__Tus tareas__.
a – Responde a estas preguntas sobre la reseña de 'Con el viento':
(i) ¿Qué persona está tras las cámaras?
(ii) ¿Qué disciplina es el eje sobre el que se elevan las imágenes?
(iii) ¿Con qué se abre y se cierra la estructura circular de la película?
b – Copia de la reseña de 'Con el viento' el fragmento que va desde "Minimalismo expresivo y" hasta "secuencia de baile.", y cambia "secuencia de baile" por "escena de danza".

__Texto para revisar__.
------------------------------------------------------------------------
Minimalismo expresivo y contención en el gesto, a la espera de un arrebato emocional que surca y se apodera del silencio bajo la oscuridad... así podríamos resumir el estilo tras las cámaras de Meritxell Colell, que con su ópera prima demuestra una personalidad arrolladora al dotar de innumerables matices a un relato tan íntimo como universal a la vez. Aunque del mismo modo, también estaríamos describiendo algunas características del ejercicio de la danza contemporánea, el eje sobre el que se elevan las imágenes de 'Con el viento', que de forma imperceptible gira alrededor de una estructura circular que se abre y cierra con una secuencia de baile.
------------------------------------------------------------------------
__Información proporcionada__.

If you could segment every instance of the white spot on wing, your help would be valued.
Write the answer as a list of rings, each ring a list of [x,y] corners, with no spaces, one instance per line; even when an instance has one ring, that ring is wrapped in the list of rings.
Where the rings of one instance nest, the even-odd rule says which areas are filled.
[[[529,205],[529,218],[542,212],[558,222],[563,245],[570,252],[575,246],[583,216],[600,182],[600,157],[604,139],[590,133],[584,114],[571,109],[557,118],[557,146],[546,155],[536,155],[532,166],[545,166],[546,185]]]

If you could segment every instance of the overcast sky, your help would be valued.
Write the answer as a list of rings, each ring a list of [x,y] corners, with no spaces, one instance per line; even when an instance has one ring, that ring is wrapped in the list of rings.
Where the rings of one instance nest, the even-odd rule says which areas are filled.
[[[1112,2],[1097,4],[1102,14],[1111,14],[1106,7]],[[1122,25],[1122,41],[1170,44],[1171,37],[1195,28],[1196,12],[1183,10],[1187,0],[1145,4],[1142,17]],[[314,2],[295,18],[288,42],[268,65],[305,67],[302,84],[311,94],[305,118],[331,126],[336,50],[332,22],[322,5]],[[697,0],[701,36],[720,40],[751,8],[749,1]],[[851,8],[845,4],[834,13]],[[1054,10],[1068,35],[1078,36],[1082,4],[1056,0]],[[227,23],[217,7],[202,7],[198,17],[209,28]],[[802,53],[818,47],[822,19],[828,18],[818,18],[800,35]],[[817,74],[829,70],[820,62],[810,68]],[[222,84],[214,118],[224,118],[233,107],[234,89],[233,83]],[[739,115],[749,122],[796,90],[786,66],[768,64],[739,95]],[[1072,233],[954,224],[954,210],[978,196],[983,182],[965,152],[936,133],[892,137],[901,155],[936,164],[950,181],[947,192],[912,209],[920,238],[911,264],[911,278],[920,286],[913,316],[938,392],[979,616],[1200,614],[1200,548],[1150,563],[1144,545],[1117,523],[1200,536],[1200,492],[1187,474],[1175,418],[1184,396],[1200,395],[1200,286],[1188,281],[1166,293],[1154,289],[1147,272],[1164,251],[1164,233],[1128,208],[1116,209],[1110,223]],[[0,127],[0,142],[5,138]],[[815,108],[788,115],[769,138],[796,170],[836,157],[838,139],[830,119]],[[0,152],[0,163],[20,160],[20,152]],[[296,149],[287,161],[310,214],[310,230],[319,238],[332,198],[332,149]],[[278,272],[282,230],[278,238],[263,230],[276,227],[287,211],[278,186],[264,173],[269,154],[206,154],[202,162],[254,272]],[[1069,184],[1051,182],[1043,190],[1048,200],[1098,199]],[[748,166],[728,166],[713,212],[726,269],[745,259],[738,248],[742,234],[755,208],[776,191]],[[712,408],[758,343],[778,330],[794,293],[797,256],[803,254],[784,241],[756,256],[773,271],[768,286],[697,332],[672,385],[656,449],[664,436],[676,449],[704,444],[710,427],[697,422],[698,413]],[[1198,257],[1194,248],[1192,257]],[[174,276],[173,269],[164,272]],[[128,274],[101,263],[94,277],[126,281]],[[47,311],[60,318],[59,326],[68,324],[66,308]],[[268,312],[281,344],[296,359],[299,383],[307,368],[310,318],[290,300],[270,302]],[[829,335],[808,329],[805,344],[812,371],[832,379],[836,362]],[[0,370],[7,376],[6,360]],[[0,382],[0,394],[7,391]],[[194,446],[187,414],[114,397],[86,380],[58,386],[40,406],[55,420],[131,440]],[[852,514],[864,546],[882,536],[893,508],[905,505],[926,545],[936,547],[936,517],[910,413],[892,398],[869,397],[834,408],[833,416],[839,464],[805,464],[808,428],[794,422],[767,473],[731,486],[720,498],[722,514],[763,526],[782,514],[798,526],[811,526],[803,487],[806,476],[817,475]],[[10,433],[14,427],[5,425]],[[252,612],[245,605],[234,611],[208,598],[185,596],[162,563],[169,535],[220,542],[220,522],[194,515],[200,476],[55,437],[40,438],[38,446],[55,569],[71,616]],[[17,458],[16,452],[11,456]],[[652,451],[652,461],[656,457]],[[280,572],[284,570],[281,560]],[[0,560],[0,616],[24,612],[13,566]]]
------------------------------------------------------------------------
__Respuestas del ejercicio__.
a –
(i) Meritxell Colell.
(ii) La danza contemporánea.
(iii) Con una secuencia de baile.

b –
Minimalismo expresivo y contención en el gesto, a la espera de un arrebato emocional que surca y se apodera del silencio bajo la oscuridad... así podríamos resumir el estilo tras las cámaras de Meritxell Colell, que con su ópera prima demuestra una personalidad arrolladora al dotar de innumerables matices a un relato tan íntimo como universal a la vez. Aunque del mismo modo, también estaríamos describiendo algunas características del ejercicio de la danza contemporánea, el eje sobre el que se elevan las imágenes de 'Con el viento', que de forma imperceptible gira alrededor de una estructura circular que se abre y cierra con una escena de danza.